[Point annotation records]

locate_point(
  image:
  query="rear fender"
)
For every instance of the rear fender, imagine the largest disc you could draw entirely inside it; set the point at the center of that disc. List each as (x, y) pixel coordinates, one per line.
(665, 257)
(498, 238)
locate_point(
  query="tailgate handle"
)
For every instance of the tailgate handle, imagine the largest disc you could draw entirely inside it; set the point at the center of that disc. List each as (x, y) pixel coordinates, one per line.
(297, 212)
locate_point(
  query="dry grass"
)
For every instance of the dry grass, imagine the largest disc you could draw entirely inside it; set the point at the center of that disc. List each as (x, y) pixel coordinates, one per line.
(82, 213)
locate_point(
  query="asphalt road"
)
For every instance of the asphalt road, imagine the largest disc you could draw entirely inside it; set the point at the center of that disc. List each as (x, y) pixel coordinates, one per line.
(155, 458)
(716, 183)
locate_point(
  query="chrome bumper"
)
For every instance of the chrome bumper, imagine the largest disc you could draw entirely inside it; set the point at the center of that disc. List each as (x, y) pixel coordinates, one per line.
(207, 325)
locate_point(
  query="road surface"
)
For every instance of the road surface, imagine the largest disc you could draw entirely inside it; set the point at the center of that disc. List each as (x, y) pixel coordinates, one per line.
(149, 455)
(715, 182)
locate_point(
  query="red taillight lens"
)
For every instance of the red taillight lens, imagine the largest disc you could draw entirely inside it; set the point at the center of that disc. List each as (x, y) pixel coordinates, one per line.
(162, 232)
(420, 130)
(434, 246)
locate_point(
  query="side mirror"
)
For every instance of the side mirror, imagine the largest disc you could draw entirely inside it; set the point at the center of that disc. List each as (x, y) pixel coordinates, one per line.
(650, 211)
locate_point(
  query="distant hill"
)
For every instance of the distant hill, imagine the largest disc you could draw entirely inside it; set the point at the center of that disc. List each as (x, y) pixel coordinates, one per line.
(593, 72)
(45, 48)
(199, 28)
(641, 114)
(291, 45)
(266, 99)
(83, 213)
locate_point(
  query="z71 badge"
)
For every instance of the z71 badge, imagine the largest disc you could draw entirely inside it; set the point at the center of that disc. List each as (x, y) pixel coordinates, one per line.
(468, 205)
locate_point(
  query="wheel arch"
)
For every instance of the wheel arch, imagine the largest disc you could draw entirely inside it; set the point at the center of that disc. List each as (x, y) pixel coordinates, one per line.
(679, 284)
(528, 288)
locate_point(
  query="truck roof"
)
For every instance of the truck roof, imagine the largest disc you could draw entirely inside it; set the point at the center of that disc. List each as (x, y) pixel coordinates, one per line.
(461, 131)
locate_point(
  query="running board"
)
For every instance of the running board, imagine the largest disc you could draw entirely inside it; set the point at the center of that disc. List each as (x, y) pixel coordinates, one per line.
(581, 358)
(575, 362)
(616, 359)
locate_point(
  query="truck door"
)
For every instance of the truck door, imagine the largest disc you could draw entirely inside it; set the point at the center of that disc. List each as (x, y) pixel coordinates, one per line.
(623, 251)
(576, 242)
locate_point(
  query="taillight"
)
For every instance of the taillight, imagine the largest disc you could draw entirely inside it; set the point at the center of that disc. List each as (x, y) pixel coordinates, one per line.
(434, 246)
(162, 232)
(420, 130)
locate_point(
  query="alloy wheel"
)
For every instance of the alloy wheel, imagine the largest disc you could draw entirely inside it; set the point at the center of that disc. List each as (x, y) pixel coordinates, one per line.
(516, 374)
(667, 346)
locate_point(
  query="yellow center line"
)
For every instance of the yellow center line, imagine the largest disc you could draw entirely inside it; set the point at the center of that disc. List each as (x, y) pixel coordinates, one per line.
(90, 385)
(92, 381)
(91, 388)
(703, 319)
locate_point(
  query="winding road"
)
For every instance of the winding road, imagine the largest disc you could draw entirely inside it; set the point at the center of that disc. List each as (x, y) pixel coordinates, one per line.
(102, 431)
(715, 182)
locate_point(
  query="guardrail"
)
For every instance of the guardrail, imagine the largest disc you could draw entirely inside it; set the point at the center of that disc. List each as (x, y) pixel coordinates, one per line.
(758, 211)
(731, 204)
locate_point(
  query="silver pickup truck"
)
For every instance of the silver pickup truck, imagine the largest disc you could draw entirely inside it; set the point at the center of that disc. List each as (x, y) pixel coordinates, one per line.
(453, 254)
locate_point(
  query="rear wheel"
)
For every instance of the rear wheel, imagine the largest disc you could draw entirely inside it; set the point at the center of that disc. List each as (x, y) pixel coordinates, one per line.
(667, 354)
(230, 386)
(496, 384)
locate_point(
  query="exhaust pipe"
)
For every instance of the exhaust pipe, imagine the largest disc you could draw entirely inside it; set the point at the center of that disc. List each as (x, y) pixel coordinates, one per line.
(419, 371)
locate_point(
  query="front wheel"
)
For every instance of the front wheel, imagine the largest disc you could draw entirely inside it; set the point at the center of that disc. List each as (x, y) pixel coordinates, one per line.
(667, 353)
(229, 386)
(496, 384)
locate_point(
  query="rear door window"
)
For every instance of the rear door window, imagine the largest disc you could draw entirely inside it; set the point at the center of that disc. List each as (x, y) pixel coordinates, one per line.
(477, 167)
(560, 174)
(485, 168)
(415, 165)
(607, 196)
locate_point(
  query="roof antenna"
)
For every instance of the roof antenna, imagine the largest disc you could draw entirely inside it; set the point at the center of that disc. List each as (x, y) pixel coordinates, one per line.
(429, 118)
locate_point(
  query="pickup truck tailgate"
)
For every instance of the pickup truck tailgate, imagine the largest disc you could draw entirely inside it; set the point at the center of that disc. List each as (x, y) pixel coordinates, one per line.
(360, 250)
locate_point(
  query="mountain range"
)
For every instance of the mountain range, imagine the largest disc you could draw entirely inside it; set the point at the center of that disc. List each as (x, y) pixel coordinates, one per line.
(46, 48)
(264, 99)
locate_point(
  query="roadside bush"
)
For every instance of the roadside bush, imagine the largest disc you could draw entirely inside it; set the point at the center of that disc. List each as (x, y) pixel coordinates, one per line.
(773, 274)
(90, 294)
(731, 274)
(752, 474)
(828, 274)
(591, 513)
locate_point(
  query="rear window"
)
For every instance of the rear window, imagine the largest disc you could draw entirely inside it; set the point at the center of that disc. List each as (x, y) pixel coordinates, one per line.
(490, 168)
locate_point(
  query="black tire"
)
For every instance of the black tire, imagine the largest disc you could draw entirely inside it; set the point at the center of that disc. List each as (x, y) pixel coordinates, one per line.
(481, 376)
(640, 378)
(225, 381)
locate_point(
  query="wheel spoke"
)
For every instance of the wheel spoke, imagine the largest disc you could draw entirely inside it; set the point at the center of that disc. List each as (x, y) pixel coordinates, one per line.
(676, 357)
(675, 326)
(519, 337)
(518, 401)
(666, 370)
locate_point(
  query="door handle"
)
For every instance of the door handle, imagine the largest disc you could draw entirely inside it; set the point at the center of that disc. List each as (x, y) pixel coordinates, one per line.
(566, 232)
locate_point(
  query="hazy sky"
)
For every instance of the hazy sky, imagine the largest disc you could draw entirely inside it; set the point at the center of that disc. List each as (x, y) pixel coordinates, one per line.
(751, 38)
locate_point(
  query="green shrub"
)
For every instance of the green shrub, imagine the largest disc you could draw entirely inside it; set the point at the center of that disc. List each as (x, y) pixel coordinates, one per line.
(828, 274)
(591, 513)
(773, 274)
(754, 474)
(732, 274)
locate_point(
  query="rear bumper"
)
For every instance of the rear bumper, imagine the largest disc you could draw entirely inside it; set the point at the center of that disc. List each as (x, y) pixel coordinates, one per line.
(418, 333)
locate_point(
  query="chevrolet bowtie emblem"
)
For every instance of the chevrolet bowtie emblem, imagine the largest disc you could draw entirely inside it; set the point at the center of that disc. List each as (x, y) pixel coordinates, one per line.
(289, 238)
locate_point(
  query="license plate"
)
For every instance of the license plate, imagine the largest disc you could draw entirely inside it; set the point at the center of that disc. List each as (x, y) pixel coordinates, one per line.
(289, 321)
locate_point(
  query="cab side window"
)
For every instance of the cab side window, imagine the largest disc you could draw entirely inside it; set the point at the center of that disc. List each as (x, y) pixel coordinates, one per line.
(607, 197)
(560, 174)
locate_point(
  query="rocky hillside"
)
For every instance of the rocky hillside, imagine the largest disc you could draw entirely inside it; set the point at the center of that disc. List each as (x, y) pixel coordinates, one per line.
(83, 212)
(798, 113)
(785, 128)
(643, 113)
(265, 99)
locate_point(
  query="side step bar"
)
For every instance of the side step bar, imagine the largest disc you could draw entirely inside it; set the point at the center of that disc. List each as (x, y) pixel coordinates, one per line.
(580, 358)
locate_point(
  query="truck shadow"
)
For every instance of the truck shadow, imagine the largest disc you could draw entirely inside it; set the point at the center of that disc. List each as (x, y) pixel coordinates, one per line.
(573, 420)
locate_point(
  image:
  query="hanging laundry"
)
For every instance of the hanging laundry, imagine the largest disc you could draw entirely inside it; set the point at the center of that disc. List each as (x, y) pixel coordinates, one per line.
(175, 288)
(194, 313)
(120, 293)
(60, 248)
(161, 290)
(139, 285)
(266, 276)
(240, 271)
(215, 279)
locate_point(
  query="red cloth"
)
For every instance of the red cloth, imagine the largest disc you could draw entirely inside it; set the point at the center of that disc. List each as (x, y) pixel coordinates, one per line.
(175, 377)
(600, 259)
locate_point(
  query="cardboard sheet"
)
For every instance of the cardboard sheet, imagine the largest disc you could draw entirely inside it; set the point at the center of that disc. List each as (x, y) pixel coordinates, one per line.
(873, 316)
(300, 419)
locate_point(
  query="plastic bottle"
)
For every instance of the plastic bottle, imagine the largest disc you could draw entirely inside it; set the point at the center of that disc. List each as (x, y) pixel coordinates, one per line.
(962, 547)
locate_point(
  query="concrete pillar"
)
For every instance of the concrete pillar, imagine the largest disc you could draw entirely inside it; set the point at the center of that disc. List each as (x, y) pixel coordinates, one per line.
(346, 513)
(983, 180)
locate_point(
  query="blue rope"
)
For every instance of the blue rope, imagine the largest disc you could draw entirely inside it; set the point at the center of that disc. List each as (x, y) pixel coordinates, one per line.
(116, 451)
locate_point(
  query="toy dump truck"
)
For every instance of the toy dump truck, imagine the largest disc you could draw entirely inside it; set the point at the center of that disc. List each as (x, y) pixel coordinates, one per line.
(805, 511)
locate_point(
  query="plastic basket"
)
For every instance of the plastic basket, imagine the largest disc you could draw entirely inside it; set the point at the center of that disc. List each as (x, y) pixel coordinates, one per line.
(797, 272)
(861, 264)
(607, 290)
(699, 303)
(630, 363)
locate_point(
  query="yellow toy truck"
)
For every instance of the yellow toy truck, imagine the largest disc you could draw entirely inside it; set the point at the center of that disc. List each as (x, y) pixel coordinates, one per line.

• EXERCISE TASK:
Collect every line of the material above that contains the string "exhaust", and copy each one in full. A match counts only if its letter case is the same.

• RESPONSE BELOW:
  query="exhaust pipe"
For every instance of the exhaust pipe, imagine the largest disc you could draw entirely inside it; set the point at the center of that disc. List each as (x, y) pixel coordinates, one per line.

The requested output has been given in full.